**Written request**. Please show every line of the entries below that contains the word "taillight", copying each one in full.

___ Provided records

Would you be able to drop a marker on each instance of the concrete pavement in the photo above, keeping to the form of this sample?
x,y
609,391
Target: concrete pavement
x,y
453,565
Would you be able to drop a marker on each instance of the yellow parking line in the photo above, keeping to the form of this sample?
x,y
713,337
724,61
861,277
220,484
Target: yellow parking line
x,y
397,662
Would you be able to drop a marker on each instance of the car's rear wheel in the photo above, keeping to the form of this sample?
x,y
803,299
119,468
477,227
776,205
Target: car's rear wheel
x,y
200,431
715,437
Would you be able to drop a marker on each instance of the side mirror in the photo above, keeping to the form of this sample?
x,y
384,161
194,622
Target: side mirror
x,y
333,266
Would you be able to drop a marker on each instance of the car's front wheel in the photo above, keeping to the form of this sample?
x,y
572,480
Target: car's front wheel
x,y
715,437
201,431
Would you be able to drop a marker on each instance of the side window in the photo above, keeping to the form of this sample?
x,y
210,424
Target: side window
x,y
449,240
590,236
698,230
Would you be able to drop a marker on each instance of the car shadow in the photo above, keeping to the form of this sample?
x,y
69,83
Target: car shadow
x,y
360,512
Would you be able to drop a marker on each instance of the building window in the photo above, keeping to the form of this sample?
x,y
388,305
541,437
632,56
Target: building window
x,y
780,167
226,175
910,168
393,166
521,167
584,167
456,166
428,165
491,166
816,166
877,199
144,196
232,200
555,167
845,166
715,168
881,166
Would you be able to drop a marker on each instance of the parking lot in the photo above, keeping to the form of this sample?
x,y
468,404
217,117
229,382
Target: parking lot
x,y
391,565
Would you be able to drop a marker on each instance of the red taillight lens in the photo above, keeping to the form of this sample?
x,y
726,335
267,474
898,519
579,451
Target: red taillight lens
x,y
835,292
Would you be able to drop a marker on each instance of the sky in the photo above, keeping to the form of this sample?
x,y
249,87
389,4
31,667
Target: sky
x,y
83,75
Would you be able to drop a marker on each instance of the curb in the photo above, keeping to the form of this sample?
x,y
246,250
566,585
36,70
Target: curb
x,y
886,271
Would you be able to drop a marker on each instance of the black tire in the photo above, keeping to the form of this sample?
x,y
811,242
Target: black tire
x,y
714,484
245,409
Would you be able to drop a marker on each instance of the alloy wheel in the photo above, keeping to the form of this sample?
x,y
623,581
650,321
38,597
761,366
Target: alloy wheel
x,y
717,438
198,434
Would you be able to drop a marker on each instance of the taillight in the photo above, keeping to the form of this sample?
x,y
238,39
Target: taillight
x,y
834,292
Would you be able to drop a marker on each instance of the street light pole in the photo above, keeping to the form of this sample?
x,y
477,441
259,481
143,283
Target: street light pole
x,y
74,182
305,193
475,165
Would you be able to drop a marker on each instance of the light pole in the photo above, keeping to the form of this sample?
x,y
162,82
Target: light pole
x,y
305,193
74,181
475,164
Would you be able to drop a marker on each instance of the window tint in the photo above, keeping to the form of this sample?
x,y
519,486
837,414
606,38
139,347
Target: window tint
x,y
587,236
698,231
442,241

______
___ Provided records

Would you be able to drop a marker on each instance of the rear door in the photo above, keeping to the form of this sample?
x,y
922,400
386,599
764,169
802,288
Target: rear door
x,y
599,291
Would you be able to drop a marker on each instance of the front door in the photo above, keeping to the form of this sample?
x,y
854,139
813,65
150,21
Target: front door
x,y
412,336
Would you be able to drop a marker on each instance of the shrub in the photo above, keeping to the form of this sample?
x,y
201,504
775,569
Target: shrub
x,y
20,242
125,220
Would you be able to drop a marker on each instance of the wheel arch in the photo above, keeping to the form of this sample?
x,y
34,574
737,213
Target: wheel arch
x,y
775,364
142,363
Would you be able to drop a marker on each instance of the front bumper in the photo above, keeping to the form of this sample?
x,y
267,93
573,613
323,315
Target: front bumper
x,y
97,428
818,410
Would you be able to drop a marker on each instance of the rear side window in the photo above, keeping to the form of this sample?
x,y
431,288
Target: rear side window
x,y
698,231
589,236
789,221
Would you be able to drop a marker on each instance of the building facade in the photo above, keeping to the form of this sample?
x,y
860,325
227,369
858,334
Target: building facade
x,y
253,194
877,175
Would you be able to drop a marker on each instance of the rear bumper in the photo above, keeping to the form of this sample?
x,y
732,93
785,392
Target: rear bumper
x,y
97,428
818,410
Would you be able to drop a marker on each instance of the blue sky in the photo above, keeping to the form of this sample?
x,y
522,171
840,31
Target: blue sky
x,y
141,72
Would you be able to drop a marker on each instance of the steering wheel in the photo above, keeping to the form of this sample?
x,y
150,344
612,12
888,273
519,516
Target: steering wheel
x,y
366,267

______
___ Provided records

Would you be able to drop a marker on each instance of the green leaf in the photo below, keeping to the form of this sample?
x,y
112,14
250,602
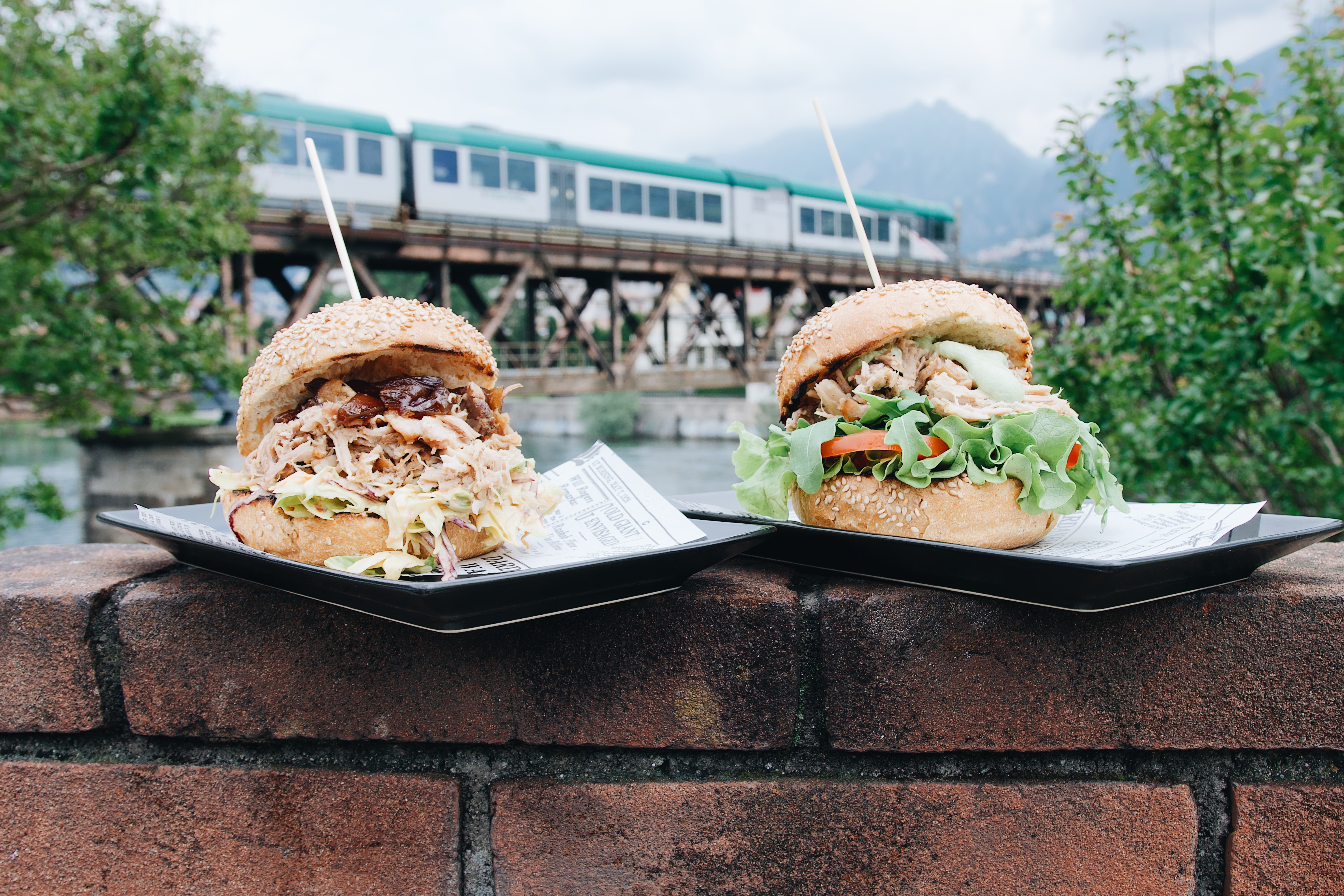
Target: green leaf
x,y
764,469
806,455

______

**Result of this exercise**.
Would you be able to drop a marker on each instance of the red taillight lens in the photo above, keeping to the form of this sample?
Target: red taillight lens
Would you be able to drop a marker on each instance of the taillight in the photo above, keeping to the form of this sample?
Target: taillight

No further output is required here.